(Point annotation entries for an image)
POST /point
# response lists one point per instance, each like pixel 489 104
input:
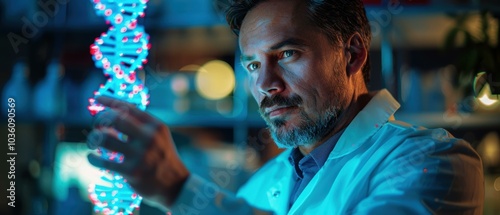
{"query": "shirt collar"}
pixel 317 157
pixel 379 110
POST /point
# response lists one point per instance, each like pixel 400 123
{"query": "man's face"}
pixel 297 75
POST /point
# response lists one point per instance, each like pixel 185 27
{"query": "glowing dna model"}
pixel 119 53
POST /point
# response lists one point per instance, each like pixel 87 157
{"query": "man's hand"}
pixel 151 165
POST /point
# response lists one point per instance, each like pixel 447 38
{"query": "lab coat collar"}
pixel 371 118
pixel 378 111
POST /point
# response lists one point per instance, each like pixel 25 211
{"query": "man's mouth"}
pixel 275 111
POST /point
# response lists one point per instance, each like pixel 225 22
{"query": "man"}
pixel 307 63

## [Task instructions]
Reproduce all of the rows above without changing a character, but leave the picture out.

## [Solution for this task]
POST /point
# response lists one point per instance, each like pixel 489 104
input:
{"query": "shirt collar"}
pixel 317 157
pixel 379 110
POST /point
# response lists one point per instance, each like pixel 400 123
{"query": "man's face"}
pixel 297 75
POST /point
# response lists one point per instance, each like pixel 185 27
{"query": "glowing dna model"}
pixel 119 53
POST /point
# response lists one point per instance, each like pixel 87 157
{"query": "man's hand"}
pixel 151 165
POST /point
# response lists one point per instance, each like pixel 447 38
{"query": "lab coat collar"}
pixel 371 118
pixel 378 111
POST /point
# response lists one point per instance, each like pixel 25 211
{"query": "man's mouth"}
pixel 275 111
POST /point
# response lists one point per instance, each like pixel 225 22
{"query": "man"}
pixel 307 63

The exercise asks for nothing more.